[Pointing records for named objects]

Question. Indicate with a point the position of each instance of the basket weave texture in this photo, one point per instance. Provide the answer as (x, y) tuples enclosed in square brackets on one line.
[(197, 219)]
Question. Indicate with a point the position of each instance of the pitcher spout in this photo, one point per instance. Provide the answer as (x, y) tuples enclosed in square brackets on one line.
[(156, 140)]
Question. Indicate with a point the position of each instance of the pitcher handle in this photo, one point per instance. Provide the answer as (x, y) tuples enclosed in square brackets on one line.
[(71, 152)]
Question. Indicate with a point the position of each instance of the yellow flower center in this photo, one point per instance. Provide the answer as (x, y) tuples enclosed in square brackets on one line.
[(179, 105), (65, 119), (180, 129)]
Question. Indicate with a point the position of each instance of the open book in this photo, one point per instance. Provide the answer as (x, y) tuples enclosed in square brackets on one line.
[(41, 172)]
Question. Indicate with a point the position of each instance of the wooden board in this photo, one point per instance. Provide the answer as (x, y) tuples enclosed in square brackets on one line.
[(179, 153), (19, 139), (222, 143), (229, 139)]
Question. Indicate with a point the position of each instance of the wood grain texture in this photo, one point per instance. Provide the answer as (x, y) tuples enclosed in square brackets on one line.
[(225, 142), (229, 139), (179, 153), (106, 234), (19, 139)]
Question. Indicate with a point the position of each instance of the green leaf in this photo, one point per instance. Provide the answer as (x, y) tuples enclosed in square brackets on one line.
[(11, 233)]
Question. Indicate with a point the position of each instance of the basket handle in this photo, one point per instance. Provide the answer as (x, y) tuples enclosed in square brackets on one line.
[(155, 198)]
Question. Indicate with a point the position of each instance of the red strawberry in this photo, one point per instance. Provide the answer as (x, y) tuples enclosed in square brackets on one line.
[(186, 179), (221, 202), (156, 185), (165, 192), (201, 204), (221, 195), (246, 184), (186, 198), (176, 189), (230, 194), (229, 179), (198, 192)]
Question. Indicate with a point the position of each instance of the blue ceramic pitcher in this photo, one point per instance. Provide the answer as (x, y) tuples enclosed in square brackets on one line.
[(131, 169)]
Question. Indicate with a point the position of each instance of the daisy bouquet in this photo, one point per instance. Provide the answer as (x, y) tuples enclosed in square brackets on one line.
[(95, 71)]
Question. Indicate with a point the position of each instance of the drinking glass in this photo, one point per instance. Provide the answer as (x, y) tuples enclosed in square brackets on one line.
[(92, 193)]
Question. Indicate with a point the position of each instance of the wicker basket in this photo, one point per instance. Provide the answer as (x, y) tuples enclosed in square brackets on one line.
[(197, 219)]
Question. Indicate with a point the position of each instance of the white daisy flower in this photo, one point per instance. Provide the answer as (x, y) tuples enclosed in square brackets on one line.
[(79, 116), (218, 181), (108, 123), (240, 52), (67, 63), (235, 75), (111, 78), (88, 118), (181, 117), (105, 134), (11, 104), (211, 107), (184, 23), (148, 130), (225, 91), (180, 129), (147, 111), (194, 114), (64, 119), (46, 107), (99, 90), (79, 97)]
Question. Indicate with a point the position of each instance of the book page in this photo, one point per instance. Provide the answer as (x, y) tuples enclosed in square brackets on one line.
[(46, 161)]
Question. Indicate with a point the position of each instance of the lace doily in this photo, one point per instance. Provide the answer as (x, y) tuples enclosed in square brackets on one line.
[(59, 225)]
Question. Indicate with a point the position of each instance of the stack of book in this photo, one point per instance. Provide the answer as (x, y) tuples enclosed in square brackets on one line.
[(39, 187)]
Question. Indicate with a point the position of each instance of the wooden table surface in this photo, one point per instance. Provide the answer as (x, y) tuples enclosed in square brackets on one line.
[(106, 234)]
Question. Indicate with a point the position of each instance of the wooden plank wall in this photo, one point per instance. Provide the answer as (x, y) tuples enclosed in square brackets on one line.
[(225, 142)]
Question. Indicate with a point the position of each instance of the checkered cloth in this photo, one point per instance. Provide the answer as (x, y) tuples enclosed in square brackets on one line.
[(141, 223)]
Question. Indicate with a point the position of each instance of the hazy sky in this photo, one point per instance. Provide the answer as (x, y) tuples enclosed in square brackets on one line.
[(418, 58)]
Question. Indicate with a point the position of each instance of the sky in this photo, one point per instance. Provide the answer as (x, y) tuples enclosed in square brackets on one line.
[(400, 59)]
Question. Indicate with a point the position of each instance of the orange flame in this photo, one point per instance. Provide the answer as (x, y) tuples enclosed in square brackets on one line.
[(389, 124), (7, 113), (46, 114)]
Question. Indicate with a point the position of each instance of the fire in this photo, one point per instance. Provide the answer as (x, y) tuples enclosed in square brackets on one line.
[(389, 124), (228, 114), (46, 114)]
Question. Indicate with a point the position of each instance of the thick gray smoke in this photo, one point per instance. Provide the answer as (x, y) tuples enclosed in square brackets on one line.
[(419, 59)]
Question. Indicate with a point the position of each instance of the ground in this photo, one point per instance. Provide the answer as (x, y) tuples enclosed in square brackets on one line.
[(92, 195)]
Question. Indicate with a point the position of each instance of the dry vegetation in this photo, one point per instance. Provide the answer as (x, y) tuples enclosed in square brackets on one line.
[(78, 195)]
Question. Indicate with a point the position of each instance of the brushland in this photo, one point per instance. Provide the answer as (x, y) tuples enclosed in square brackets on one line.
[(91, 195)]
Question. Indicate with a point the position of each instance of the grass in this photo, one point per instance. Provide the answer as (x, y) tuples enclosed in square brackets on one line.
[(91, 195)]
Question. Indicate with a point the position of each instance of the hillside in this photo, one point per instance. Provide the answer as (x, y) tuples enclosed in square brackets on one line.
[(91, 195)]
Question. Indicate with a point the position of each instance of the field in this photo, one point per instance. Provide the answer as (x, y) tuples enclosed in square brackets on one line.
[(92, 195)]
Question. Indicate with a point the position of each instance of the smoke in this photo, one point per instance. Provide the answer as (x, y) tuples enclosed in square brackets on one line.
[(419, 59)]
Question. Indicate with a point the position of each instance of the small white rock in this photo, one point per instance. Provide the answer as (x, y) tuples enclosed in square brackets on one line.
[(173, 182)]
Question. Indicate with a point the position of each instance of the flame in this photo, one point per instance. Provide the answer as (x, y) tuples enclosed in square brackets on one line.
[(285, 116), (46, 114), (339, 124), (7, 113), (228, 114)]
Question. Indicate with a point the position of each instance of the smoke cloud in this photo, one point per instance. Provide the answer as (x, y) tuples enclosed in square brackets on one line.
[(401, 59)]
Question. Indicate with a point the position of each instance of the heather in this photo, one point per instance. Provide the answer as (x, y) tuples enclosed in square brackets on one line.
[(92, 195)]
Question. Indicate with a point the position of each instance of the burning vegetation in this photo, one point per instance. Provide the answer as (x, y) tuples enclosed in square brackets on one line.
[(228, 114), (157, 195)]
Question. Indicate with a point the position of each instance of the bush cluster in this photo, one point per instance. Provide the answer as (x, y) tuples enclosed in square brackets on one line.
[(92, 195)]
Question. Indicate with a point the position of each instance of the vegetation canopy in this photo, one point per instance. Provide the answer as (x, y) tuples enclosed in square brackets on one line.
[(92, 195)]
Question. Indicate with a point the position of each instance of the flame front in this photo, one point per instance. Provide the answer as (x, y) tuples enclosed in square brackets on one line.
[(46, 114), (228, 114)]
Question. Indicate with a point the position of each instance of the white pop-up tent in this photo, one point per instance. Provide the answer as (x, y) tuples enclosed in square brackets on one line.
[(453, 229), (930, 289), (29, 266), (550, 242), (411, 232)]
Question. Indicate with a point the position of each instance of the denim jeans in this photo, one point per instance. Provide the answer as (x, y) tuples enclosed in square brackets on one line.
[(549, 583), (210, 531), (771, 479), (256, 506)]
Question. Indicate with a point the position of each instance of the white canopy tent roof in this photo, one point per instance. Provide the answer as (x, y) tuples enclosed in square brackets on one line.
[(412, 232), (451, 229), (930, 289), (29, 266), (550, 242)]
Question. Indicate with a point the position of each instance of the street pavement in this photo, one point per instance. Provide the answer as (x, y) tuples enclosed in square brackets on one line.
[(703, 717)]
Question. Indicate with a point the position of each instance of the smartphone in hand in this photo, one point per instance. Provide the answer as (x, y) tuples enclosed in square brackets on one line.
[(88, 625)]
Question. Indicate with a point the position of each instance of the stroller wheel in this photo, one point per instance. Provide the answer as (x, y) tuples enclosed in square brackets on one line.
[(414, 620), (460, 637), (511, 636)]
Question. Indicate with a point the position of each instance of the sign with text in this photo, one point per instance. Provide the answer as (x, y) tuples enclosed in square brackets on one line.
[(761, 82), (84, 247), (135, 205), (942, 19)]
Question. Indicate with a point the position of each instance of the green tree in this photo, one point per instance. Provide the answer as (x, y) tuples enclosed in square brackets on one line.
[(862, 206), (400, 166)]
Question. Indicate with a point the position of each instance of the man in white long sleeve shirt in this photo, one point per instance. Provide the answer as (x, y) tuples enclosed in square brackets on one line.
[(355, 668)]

Work to be completed:
Format the data as a numbered list, leaving out any blank lines, starting with the line that contains "of the heather" and going on through the line that contains "[(46, 114), (228, 114)]".

Response for this exercise:
1. Question. Indicate with a point the position of each instance of the heather in this photo, one point per instance. Provide the answer as (x, y) tuples enclosed in square brackets on one line.
2. [(92, 195)]
3. Question. Indicate with a point the position of each instance of the burning vegetation in this photo, one point per instance. Provide the answer as (x, y) tuples enclosed in square brackets on one line.
4. [(228, 114), (157, 195)]
5. Question. Indicate with a point the position of each instance of the bush cluster in this photo, one point per instance. Provide the answer as (x, y) tuples enclosed in square brackets on one line.
6. [(92, 195)]
7. Question. Indicate with a point the position of each instance of the vegetation canopy in this photo, one point per instance. Provide the answer as (x, y) tuples enclosed in square brackets on one line.
8. [(92, 195)]
9. Question. Indicate with a point the position of each instance of the flame front in this photo, one point per instance. Provide the answer as (x, y) tuples enclosed in square brackets on one line.
10. [(46, 114), (228, 114)]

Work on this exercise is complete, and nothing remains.